→ **ЧТО ТРЕБУЕТСЯ**
Перепишите слово в слово все записи, приведённые ниже. Изображения в ответ не включайте.

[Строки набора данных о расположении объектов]
##############################

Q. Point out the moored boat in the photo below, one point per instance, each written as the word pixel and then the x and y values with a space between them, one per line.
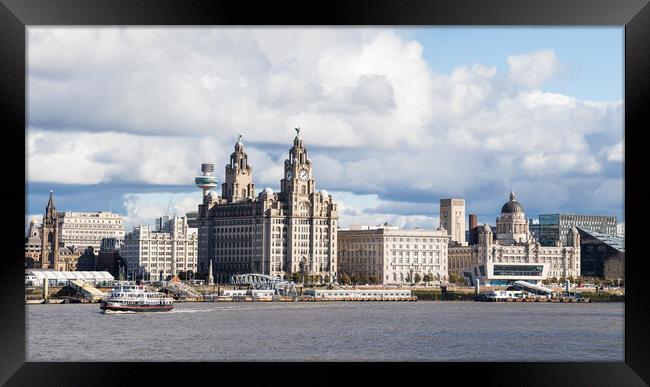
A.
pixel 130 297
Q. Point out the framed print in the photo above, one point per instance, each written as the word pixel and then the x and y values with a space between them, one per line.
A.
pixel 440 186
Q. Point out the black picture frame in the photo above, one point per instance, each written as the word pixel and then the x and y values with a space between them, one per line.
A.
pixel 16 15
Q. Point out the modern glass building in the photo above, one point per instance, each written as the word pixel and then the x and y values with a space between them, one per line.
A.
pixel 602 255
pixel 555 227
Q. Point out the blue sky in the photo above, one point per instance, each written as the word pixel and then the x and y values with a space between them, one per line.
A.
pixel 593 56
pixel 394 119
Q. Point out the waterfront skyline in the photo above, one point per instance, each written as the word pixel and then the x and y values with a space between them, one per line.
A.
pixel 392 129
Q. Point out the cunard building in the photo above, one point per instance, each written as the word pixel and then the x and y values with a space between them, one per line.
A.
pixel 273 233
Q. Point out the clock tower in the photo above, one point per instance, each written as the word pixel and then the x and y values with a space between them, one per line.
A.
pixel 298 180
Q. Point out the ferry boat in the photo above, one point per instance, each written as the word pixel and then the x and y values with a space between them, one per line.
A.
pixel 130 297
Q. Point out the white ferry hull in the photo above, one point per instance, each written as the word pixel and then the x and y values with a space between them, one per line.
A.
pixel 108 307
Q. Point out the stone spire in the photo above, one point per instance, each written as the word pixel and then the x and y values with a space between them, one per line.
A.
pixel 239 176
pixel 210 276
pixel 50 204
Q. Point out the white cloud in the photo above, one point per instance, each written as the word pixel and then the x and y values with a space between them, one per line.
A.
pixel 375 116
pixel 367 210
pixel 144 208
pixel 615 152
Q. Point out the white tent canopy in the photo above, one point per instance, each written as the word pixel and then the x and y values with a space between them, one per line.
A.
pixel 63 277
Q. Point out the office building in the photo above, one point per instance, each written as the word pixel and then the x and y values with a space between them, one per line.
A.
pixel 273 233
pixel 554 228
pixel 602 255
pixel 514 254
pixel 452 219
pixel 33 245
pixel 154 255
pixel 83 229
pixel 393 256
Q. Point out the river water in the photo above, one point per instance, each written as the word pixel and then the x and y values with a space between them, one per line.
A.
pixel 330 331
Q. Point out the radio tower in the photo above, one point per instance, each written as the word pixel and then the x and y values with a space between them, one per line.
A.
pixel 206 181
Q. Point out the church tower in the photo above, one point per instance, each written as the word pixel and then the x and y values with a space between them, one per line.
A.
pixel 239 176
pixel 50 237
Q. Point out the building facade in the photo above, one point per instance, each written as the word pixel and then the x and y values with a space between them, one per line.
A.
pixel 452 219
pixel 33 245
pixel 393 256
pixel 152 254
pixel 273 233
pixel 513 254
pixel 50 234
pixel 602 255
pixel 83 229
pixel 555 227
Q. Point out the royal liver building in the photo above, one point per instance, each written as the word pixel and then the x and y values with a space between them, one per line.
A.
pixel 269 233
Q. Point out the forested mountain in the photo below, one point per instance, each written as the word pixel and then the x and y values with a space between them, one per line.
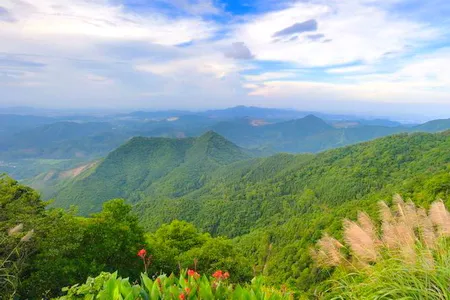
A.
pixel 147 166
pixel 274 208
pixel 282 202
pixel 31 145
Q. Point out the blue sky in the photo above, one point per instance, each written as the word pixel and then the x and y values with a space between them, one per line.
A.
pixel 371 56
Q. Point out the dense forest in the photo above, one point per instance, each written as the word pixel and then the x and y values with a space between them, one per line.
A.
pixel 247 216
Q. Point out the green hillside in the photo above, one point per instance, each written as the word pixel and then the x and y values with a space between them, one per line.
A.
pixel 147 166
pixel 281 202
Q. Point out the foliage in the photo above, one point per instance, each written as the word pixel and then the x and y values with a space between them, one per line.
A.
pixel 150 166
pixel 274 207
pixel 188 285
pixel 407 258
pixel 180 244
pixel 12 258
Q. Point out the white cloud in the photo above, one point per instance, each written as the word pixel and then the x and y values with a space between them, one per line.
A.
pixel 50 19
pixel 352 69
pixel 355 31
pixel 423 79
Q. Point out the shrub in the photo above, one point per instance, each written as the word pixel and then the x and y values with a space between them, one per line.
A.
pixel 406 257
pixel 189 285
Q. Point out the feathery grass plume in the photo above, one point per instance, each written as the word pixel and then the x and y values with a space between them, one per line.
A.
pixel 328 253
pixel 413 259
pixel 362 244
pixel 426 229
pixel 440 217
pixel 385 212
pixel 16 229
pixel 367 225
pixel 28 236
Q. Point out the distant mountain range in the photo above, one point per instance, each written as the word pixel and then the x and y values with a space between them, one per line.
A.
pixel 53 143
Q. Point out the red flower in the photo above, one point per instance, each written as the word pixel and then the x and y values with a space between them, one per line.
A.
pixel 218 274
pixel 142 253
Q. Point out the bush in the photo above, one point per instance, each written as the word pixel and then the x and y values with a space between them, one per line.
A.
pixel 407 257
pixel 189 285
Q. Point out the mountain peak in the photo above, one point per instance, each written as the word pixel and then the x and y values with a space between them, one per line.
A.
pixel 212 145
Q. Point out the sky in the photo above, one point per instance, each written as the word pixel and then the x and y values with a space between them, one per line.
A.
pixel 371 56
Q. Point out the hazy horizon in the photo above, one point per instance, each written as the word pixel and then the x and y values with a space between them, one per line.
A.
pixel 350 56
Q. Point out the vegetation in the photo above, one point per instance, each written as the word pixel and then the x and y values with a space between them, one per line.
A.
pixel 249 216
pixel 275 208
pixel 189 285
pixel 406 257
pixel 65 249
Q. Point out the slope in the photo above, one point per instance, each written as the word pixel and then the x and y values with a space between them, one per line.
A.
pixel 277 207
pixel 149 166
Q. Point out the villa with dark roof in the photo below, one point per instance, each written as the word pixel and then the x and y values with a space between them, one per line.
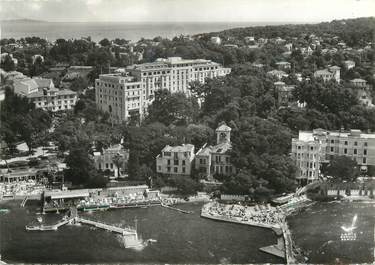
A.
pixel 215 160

##############################

→ **ОТВЕТ НИЖЕ**
Q. Point out the moored boat in the photo below, one point per instance, each written as the word pixel and then the x and y values with a space between them, one per line.
A.
pixel 130 297
Q. Point out the framed print in the photo above, one point per instance, each written as the word pixel and then the x and y values with a space between them, one per line.
A.
pixel 440 186
Q. Point out the black picture frame in the photo above, one point per instance, each written as the word pixel and then the x and y values with a space between them, one per line.
A.
pixel 16 15
Q. Point out the modern glass building in the photo above, one point per instance, each written as the word pixel and then the x and y values with a space between them, one per line.
A.
pixel 602 255
pixel 555 227
Q. Point out the blue sky in the photo above, one point per instance, each written as the word pixel and then the x and y values with a space between them, one per line.
A.
pixel 593 56
pixel 394 119
Q. Point out the waterfront skyline in the photo above, one point per instance, each written as the word pixel and then the x and y values with a space between them, one per line.
A.
pixel 392 129
Q. Point out the cunard building in the photo above, one point per instance, each written as the word pixel and then the x and y values with a space between them, one per line.
A.
pixel 273 233
Q. Point out the clock tower in the photo above, one point per instance, each written as the word pixel and then the x and y values with a space between them, one per line.
A.
pixel 298 180
Q. Point out the ferry boat in the photo above, one point per instance, each written as the word pixel and then the x and y values with a space between them, one per line.
A.
pixel 130 297
Q. Point out the white ferry hull in the photo above, one point per instance, each written as the word pixel and then the x and y values with a space between them, one per line.
A.
pixel 108 307
Q. Point out the stone spire in the photo above, one point per instance, each written as the word pixel and then the x and y values with a space between them, one per line.
A.
pixel 239 176
pixel 210 276
pixel 50 204
Q. Point out the white cloud in the photo above, one point per instance, each written as the word pixel and then the x and y values with a space between them, one per line.
A.
pixel 375 116
pixel 367 210
pixel 144 208
pixel 615 152
Q. Point out the white tent canopy in the photo above, one point per instance, each written as the word pixel and then the x and y values with a space between them, one per line.
A.
pixel 63 277
Q. Point out the office building in the photo above, one point per instance, each written as the word pixel and then the x and y values with a space between them, one per line.
A.
pixel 273 233
pixel 554 228
pixel 602 255
pixel 514 254
pixel 452 219
pixel 33 245
pixel 154 255
pixel 83 229
pixel 393 256
Q. Point out the river water in the photo above, one point per instance, each written as the word pixel and then the x and y values with a space between them, one per line.
A.
pixel 330 331
Q. Point out the radio tower in the photo above, one point per instance, each written as the word pixel and then the x and y values with a space between them, one per line.
A.
pixel 206 181
Q. Point out the church tower in the photo above, one point per instance, each written as the word pixel and then the x and y values with a space between them, one per line.
A.
pixel 239 176
pixel 50 237
Q. Point out the building facade in the photo above, one point per instance, each written as the word pixel and then the x and y values with a space between them, one per line.
A.
pixel 452 219
pixel 33 245
pixel 393 256
pixel 152 254
pixel 273 233
pixel 513 254
pixel 50 234
pixel 602 255
pixel 83 229
pixel 555 227
Q. Point out the royal liver building in the photo above, one point per instance, each written as the word pixel and then the x and y values with a space between them, one per line.
A.
pixel 269 233
Q. Point out the forested mountain in the photo below, one point per instance, each written as the word pixel and then the x and y values with a space between them, one per line.
A.
pixel 147 166
pixel 274 208
pixel 282 202
pixel 31 145
Q. Point out the blue sky in the photo above, one point per instance, each written as the word pixel and then the x and y values with a space between them, one per line.
A.
pixel 371 56
Q. Point out the dense forest in the photo above, one point per instance, each written as the word pixel and then the x and y values with a space between them, one per line.
A.
pixel 247 216
Q. Point out the green hillside in the photo above, one point per instance, each written as the word pixel and then the x and y values with a space between them, one per line.
A.
pixel 147 166
pixel 281 202
Q. Point out the foliage in the photo above, one point per instance, each written as the word pixel and then the x and y values with a space between them, one per line.
A.
pixel 150 166
pixel 274 207
pixel 188 285
pixel 407 258
pixel 180 244
pixel 12 258
Q. Point out the white cloud in the photo above, one point per instance, each written as the word pixel and then the x and y values with a space between them, one per line.
A.
pixel 50 19
pixel 352 69
pixel 355 31
pixel 423 79
Q. Point out the shrub in the photo above, one point per instance, each written as the word pixel and then the x and y values with a space between them, one per line.
A.
pixel 406 257
pixel 189 285
Q. Point out the feathery grass plume in the photo above, one point per instance, each written as the word pixel and then the x and y values with a space between them, one per line.
A.
pixel 328 253
pixel 413 259
pixel 362 244
pixel 426 229
pixel 440 217
pixel 385 212
pixel 16 229
pixel 367 225
pixel 28 236
Q. Point out the distant mountain range in the photo above, one point per instance, each written as the word pixel and then the x and y values with a space between them, one per line.
A.
pixel 53 143
Q. Point out the red flower in the photo above, one point per instance, each written as the word pixel and then the x and y values with a space between them, one per line.
A.
pixel 218 274
pixel 142 253
Q. Point out the bush in the photo above, one point per instance, each written as the word pixel and then the x and y values with a space between them, one per line.
A.
pixel 407 257
pixel 189 285
Q. Point out the mountain peak in the photo above, one point per instance, each written as the word pixel and then the x and y values with a space between them, one per line.
A.
pixel 212 145
Q. Point out the sky in the photo above, one point per instance, each written as the word pixel and then the x and y values with a space between them, one per line.
A.
pixel 371 56
Q. Point out the hazy horizon in the photo above, one point per instance, each written as the word pixel and then the x and y values with a space between them, one per line.
A.
pixel 350 56
Q. Point out the vegetation in the photo above, one point per instance, each written as the word pixel and then the x and y values with a space between them, one per line.
A.
pixel 249 216
pixel 275 208
pixel 189 285
pixel 406 257
pixel 65 249
Q. Point out the slope in the photo above, one point per instance, each written as the word pixel and then the x and y values with a space between them, one per line.
A.
pixel 277 207
pixel 149 166
Q. Point out the villa with dark roof in the photo below, one point per instance, each written as the word pixel and then the x and y values with a space between them, one per line.
A.
pixel 215 160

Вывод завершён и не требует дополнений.